▶ [EXERCISE DESCRIPTION]:
Retype the material, please. Every line must match.

▶ [DATA RECORDS]:
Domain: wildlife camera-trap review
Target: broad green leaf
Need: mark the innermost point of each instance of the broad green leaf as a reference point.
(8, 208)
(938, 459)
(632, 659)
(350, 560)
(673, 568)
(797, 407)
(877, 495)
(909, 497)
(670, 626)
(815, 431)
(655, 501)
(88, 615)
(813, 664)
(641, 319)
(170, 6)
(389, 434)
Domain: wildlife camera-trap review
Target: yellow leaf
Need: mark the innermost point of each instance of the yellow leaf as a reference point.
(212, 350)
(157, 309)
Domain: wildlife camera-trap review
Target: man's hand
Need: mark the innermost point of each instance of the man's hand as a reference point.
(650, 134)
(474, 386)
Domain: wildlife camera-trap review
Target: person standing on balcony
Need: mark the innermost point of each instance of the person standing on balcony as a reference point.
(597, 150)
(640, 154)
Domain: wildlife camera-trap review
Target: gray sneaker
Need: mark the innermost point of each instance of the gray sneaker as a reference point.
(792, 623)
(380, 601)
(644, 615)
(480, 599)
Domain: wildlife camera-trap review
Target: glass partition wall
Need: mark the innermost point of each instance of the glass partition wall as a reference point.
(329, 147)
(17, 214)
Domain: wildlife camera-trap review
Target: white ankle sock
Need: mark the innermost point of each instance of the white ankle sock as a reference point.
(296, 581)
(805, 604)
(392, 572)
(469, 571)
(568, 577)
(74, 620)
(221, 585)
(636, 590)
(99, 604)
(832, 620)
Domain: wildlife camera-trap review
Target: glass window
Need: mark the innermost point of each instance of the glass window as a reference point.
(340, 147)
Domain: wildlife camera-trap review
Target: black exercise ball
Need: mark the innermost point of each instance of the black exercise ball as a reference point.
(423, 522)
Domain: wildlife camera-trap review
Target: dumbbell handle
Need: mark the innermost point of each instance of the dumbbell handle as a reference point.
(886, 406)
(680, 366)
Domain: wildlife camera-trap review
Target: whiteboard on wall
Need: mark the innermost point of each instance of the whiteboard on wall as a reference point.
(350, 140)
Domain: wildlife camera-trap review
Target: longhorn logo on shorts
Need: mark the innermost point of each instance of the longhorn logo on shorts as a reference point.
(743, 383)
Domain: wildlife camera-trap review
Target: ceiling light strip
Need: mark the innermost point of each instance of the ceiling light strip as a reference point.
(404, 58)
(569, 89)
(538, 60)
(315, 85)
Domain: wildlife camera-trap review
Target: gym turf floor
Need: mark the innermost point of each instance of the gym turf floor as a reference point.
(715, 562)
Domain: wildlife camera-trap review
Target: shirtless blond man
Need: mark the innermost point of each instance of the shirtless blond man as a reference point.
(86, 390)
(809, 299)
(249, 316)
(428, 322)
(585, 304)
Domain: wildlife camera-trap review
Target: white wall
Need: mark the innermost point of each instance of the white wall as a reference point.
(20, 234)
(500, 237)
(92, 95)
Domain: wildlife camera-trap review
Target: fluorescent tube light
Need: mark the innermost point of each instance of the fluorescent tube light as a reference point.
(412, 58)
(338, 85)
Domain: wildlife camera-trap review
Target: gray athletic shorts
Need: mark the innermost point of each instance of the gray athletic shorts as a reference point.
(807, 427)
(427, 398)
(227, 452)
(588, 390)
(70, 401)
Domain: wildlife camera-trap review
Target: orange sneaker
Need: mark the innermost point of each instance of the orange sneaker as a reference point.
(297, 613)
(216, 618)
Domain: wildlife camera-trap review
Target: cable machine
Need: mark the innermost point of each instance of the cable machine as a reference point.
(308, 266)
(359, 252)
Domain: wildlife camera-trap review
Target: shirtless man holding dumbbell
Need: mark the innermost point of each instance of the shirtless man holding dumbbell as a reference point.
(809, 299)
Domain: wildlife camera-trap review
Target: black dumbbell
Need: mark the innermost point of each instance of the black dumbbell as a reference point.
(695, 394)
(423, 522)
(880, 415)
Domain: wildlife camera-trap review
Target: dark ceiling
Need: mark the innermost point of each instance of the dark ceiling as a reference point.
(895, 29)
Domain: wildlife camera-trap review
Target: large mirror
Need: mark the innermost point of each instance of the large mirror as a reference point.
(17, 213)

▶ [COMPLETED TASK]:
Domain: wildlife camera-trap review
Target: broad green leaf
Need: mark the innermost point of each instance of the broad green leaf as a reference point.
(8, 208)
(938, 459)
(632, 659)
(350, 560)
(673, 568)
(797, 407)
(877, 495)
(909, 497)
(670, 626)
(815, 431)
(655, 501)
(88, 615)
(813, 664)
(641, 319)
(170, 6)
(389, 434)
Domain: wildlife camera-trap review
Target: yellow leaf
Need: mark the innermost point of each instance of the yellow leaf as a reference point.
(212, 350)
(157, 309)
Domain: wildlife camera-trap review
Target: man's hand
Need: mark the innermost point of each instance of the man's hand as a reference point.
(650, 134)
(474, 386)
Domain: wildlife camera-trap review
Target: person standing on balcony
Need: mark the innermost point of each instance of the person standing on balcony as a reference point.
(597, 150)
(640, 154)
Domain: wildlife camera-trap review
Target: gray sneaker
Need: mark the innermost point of each instance of the gray sneaker as a reference point.
(792, 623)
(380, 601)
(644, 615)
(480, 599)
Domain: wildlife camera-trap review
Target: glass partition wall
Need: mark the innermost point of each instance of the glass partition wall as a reference point.
(329, 147)
(17, 214)
Domain: wildlife camera-trap review
Target: white ankle sock
Need: mark the innermost point of each instance of the white ankle sock as a reference point.
(296, 581)
(805, 604)
(392, 572)
(469, 571)
(568, 577)
(74, 620)
(221, 585)
(636, 590)
(99, 604)
(832, 620)
Domain: wildlife camera-trap review
Target: glass window
Need: mark the innermost point of each instance of the glass window as a reference point.
(340, 147)
Domain: wildlife camera-trap review
Target: black exercise ball
Need: mark the innermost point of each instance of the black exercise ball as a reference point.
(423, 522)
Domain: wildlife camera-trap review
Target: dumbbell handle
Need: mark the innermost point of each instance of the dumbbell handle as a reference point.
(886, 406)
(680, 366)
Domain: wildlife camera-trap review
Target: whiteboard on wall
Need: mark the innermost point of each instance of the whiteboard on wall as a reference point.
(350, 140)
Domain: wildlife camera-trap review
Target: longhorn logo on shorts
Need: mark the innermost point of each instance of the longhorn logo on shorts as a reference point.
(743, 383)
Domain: wildlife camera-trap review
Target: ceiling light strip
Need: mark the innermost point of each instance of the ceiling light strip as a reference point.
(404, 58)
(569, 89)
(538, 60)
(315, 85)
Domain: wildlife camera-trap review
Target: gym turf floor
Need: mark the innermost point of each instance of the gym turf floor as a reference point.
(715, 562)
Domain: wildlife camera-trap review
Target: shirtless blond man
Need: mark the innermost point of each instance of the shirtless blond man as a reference point.
(86, 390)
(809, 299)
(249, 316)
(428, 322)
(585, 304)
Domain: wildlife camera-trap review
Target: white wall
Need: mark the innermost point of each instance of the white wall as a reference point.
(20, 234)
(500, 237)
(92, 95)
Domain: wildlife camera-trap review
Target: fluorescent tube light
Need: mark the innermost point of each instance of the fluorescent tube light as a reference point.
(412, 58)
(338, 85)
Domain: wildlife camera-trap review
Target: gray athletic shorts
Need: mark the innermost point of each instance of the gray athletic shorts as a reference point.
(807, 427)
(427, 398)
(227, 452)
(588, 390)
(70, 401)
Domain: wildlife camera-trap review
Target: orange sneaker
Need: mark the innermost point of each instance of the orange sneaker as a reference point.
(297, 613)
(216, 618)
Domain: wildlife camera-trap review
Target: cable machine
Need: mark the innermost point of each instance of the cable machine as a reference point.
(308, 266)
(359, 252)
Domain: wildlife camera-trap review
Target: shirtless man holding dumbbell
Need: mark the innermost point of each instance of the shirtless man holding dumbbell as a reference point.
(809, 299)
Domain: wildlife camera-trap review
Target: black dumbbell
Need: mark the innermost point of each instance of the black dumbbell as a reference point.
(695, 394)
(423, 522)
(880, 415)
Domain: wildlife camera-trap review
Target: dark ceiling
Need: mark the innermost point of each instance of the dark ceiling as a reference point.
(895, 29)
Domain: wildlife camera-trap review
Target: large mirror
Need: mark the innermost point of each instance of the large mirror as a reference point.
(17, 213)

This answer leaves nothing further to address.